[Named object pointing entries]
※ ※ ※

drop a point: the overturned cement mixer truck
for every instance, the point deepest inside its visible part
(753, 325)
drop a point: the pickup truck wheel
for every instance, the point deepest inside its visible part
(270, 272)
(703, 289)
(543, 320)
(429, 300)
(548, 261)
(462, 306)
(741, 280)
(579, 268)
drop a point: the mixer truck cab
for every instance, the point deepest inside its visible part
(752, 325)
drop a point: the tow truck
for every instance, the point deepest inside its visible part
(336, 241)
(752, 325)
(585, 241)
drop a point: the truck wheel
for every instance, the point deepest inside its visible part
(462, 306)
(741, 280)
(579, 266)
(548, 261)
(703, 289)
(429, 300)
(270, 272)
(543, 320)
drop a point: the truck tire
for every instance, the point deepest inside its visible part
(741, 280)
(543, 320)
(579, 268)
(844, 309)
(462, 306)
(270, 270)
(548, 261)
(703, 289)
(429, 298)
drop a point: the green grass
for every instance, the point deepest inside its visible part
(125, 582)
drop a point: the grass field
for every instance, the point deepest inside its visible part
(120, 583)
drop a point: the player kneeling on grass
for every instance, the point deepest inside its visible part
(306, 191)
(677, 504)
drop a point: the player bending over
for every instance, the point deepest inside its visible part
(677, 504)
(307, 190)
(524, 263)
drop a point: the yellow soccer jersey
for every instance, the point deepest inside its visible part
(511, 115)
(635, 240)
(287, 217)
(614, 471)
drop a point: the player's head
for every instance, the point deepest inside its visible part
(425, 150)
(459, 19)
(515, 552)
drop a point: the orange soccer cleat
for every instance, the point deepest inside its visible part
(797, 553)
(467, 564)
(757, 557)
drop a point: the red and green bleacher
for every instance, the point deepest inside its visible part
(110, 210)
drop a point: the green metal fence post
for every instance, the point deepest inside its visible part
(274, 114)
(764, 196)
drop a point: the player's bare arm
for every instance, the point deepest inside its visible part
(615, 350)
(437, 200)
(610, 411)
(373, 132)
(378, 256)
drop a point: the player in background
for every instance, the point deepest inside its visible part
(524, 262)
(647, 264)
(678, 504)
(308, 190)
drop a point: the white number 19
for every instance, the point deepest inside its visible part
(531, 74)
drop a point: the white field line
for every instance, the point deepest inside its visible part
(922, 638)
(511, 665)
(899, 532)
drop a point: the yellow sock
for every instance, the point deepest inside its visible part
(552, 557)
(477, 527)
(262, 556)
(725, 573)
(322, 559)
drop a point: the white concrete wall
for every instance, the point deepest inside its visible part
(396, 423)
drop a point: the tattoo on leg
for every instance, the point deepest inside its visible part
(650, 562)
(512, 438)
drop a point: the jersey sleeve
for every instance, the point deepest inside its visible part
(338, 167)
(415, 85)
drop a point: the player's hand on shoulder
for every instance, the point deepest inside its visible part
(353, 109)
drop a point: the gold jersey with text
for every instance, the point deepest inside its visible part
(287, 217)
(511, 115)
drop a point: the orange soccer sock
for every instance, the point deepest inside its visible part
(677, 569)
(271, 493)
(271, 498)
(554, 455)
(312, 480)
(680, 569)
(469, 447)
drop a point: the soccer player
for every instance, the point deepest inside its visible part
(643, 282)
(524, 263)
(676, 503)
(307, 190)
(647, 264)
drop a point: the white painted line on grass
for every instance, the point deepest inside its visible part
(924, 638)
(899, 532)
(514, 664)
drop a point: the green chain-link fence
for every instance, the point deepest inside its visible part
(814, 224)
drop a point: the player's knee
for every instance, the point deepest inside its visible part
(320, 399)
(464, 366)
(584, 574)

※ ※ ※

▶ **Your instructions**: Extract the full listing above without alteration.

▶ **Result below**:
drop a point: the overturned cement mixer truck
for every instance, the point deepest inside its visible part
(753, 325)
drop a point: the pickup truck wheel
for every instance, the point deepest inside its visible part
(270, 272)
(703, 289)
(543, 320)
(429, 300)
(548, 261)
(462, 306)
(741, 280)
(579, 268)
drop a point: the mixer truck cab
for every instance, the point deepest inside its visible part
(752, 325)
drop a point: the tow truck
for every instance, the point deepest inside its visible part
(336, 241)
(752, 325)
(585, 241)
drop a point: the truck wheel
for every instance, the point deepest inside its visible part
(462, 306)
(741, 280)
(579, 266)
(548, 261)
(703, 289)
(429, 300)
(270, 272)
(543, 320)
drop a point: the truck tire
for every instance, the point deepest inside its visible part
(741, 280)
(543, 320)
(579, 268)
(844, 309)
(462, 306)
(270, 270)
(548, 261)
(703, 289)
(429, 298)
drop a point: the green grass
for every instance, the point deepest inside its visible part
(125, 582)
drop a point: the grass field
for every instance, the point deepest inside its visible part
(120, 583)
drop a point: the player kneeling on grass
for every instance, the point deepest inside its visible part
(306, 191)
(677, 504)
drop a point: the player bending over
for every instance, the point deepest inside its visible part
(677, 504)
(307, 190)
(524, 263)
drop a point: the yellow soccer jersey
for every instance, the point deepest inside its visible part
(511, 115)
(635, 240)
(287, 217)
(614, 471)
drop a point: the player's head
for every instance, the point deepest inside its visible part
(425, 150)
(459, 19)
(515, 552)
drop a point: the orange soccer cleat
for every instance, the point deepest inside its visible part
(797, 553)
(467, 564)
(757, 557)
drop a point: the red and green bleacher
for every instance, the point deepest inside its visible part
(110, 210)
drop a point: the green metal fence post
for every instance, the point deepest inside its visible part
(274, 114)
(764, 196)
drop a point: the player's bare arm
for every instance, the point deepest inside its visible part
(615, 350)
(437, 200)
(610, 411)
(373, 132)
(378, 256)
drop a point: the player in background
for every instance, the point deepest inside its visible part
(524, 262)
(647, 264)
(678, 504)
(308, 190)
drop a point: the white number 19
for every instance, the point deepest inside its visible part
(531, 74)
drop a point: the white field line
for every instance, the point deepest inside its visible part
(922, 638)
(511, 665)
(899, 532)
drop a point: the yellow sock
for every instance, the point deepest inside its visible part
(552, 557)
(477, 527)
(262, 556)
(725, 573)
(322, 559)
drop a point: the white concrete wall
for every instance, the point deepest inside its visible part
(396, 423)
drop a point: the tattoo on leg
for every instance, the point deepest inside its visible part
(650, 562)
(512, 438)
drop a point: the jersey sleeve
for every instance, the point deepest inside its visible part
(338, 167)
(415, 85)
drop a point: the player's hand on shoulder
for every instance, the point deepest inside its visible part
(353, 109)
drop a point: the gold jersey with text
for every instance, the point deepest inside its visible part
(287, 217)
(511, 115)
drop a point: the orange soccer sock
for every instance, the point deepest inside its visible part
(677, 569)
(271, 493)
(271, 498)
(554, 455)
(312, 480)
(680, 569)
(469, 447)
drop a point: the soccer player
for every instance, the point deepest inside its visible part
(643, 282)
(524, 263)
(676, 503)
(307, 190)
(647, 264)
drop a point: the white painted line on grass
for every instance, the point deepest inside its visible part
(924, 638)
(899, 532)
(514, 664)
drop a point: the green chain-link fence
for every instance, the point deepest inside its visible part
(814, 224)
drop a point: the player's knee
for every instance, the point deepest inside its visible part
(320, 399)
(464, 366)
(584, 574)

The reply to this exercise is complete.